Your goal:
Lines in the entries below where the word "would" shows up should each be copied.

Stored data entries:
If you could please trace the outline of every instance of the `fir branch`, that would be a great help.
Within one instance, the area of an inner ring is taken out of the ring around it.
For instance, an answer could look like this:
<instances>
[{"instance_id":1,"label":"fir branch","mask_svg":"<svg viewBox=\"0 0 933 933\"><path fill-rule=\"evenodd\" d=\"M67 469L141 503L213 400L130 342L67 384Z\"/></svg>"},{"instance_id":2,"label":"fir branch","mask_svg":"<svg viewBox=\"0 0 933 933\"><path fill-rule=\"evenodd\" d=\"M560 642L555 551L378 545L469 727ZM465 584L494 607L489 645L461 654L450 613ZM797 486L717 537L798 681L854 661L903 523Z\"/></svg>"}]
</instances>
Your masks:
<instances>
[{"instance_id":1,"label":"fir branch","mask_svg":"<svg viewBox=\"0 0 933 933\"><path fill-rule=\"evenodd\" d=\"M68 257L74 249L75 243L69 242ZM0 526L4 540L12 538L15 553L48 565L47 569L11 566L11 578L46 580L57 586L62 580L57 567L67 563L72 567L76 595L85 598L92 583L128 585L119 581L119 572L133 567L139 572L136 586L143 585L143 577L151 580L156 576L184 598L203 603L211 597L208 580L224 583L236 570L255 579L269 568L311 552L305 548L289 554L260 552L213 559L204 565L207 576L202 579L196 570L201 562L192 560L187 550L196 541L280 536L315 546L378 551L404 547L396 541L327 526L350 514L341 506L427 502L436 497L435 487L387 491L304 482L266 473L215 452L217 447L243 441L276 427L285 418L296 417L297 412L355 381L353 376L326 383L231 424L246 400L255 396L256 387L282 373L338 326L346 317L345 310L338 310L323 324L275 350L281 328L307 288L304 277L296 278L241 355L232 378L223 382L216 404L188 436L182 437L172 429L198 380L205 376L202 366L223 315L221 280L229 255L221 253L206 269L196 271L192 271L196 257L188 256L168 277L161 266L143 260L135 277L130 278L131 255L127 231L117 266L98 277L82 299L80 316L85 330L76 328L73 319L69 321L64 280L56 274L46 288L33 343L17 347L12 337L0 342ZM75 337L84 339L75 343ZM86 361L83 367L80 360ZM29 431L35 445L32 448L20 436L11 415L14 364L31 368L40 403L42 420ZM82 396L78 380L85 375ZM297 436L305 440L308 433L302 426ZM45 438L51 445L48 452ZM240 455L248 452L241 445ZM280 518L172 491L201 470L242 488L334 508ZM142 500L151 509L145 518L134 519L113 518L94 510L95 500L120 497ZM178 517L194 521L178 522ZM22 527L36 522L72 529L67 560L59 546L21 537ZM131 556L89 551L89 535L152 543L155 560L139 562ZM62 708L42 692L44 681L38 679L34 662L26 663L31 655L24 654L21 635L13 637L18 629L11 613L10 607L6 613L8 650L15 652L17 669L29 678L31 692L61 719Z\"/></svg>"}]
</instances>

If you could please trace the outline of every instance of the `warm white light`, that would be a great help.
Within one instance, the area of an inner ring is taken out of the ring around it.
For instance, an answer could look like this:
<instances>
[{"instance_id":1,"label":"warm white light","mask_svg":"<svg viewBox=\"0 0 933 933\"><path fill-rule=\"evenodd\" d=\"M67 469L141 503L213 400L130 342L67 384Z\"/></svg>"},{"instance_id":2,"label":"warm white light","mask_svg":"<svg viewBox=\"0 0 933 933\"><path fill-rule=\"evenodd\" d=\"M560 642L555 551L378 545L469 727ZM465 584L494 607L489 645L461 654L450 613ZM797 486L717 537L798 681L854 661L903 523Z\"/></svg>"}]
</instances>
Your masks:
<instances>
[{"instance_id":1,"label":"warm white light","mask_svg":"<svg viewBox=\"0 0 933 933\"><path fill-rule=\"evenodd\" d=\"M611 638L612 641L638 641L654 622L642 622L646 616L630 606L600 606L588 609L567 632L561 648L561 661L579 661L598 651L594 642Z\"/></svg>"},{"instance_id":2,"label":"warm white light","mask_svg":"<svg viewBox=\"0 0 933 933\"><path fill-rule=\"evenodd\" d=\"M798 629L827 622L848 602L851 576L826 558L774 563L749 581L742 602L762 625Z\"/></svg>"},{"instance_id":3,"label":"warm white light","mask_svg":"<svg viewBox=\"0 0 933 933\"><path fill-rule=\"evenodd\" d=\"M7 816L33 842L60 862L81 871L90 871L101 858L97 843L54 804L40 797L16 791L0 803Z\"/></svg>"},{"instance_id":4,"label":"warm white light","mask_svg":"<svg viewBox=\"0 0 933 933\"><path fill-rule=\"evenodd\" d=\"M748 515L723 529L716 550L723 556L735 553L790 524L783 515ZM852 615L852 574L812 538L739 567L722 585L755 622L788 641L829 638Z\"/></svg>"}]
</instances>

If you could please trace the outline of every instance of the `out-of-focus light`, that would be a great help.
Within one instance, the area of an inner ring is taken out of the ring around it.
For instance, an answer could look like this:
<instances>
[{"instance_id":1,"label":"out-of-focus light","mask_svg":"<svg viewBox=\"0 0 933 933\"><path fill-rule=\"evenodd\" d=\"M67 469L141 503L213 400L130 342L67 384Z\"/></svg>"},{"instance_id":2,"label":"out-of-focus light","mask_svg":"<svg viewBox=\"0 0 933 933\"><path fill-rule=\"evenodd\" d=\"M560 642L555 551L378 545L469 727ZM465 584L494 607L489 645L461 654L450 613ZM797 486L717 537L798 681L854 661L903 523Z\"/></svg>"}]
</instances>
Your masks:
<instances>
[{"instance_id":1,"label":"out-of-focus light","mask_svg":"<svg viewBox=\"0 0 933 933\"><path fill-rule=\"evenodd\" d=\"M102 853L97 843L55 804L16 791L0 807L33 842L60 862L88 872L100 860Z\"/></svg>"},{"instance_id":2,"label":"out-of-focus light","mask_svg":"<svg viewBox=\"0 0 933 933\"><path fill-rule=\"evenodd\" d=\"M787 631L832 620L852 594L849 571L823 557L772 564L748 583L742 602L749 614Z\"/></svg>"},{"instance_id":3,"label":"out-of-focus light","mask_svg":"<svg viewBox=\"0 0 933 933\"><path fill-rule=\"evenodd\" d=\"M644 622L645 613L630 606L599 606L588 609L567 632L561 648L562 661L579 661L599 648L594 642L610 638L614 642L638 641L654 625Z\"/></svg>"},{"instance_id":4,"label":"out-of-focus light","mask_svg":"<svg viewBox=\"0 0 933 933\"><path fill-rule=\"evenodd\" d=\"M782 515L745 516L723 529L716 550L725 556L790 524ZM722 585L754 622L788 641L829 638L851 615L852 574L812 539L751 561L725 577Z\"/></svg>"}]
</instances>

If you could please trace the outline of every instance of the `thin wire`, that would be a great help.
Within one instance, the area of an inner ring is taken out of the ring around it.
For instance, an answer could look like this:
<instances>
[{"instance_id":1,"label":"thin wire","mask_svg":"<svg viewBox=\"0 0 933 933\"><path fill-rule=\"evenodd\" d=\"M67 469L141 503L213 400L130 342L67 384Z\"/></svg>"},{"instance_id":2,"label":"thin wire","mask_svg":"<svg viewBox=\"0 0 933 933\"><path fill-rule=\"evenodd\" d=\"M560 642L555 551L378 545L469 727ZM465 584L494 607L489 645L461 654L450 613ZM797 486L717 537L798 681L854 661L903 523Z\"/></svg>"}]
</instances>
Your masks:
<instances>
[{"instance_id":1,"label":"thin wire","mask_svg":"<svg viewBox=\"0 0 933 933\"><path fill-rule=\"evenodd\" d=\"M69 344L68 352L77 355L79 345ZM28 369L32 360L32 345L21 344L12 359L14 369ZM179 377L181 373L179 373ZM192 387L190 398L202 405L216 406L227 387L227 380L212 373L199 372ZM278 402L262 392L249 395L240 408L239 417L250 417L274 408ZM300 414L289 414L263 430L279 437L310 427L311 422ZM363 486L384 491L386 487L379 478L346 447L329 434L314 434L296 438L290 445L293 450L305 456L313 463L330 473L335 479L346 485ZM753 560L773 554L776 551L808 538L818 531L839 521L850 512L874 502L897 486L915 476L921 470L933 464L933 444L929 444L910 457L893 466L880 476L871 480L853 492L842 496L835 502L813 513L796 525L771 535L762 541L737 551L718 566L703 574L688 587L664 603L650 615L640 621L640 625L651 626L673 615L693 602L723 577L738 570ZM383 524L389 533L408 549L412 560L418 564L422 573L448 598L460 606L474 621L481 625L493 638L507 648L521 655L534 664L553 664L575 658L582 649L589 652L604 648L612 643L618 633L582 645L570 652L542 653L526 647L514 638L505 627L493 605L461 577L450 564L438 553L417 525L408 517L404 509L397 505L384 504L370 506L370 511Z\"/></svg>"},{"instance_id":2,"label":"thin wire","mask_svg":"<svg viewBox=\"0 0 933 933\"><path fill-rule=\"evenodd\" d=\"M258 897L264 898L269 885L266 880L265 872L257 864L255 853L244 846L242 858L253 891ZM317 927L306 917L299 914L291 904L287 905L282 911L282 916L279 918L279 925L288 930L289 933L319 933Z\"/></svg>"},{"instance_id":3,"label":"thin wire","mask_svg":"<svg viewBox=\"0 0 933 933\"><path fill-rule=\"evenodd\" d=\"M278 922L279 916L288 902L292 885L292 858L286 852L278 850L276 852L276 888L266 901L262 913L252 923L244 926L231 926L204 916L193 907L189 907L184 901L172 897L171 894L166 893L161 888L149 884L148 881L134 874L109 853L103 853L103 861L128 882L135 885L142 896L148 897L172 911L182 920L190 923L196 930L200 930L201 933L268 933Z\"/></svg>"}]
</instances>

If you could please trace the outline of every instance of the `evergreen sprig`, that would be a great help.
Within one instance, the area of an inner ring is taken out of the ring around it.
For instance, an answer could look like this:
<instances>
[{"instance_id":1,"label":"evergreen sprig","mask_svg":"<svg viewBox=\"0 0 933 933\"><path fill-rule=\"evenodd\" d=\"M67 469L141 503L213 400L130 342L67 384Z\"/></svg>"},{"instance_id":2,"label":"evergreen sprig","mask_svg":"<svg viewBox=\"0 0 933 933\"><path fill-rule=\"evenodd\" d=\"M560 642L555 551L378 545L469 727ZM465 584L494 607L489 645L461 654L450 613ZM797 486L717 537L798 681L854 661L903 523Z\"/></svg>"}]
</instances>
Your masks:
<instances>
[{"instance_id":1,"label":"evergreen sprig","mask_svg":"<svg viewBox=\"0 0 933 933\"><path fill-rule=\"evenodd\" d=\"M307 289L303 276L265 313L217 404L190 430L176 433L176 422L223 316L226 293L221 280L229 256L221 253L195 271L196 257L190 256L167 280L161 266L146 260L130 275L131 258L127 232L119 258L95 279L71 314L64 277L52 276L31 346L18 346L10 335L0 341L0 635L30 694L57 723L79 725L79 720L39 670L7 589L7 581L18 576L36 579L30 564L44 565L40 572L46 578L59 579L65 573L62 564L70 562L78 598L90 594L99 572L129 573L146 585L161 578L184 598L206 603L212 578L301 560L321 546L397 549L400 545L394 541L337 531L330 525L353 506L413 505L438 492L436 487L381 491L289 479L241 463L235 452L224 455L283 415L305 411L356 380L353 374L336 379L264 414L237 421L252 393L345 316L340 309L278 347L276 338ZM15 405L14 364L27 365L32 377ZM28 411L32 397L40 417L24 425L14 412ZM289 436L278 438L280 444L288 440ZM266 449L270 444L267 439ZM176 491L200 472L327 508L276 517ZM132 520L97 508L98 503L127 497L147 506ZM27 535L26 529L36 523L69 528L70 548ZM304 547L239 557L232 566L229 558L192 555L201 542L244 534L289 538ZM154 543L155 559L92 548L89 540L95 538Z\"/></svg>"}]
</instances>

Answer area:
If you could please trace the outline of every instance of the `fir branch`, that would be a great help.
If you could please trace the outline of every instance of the `warm white light`, that would be a great help.
If you could please trace the outline of every instance of the `out-of-focus light`, that would be a great help.
If you could please trace the outline of every instance of the `thin wire`, that would be a great help.
If you could please trace the outline of every instance of the `evergreen sprig`, that would be a great help.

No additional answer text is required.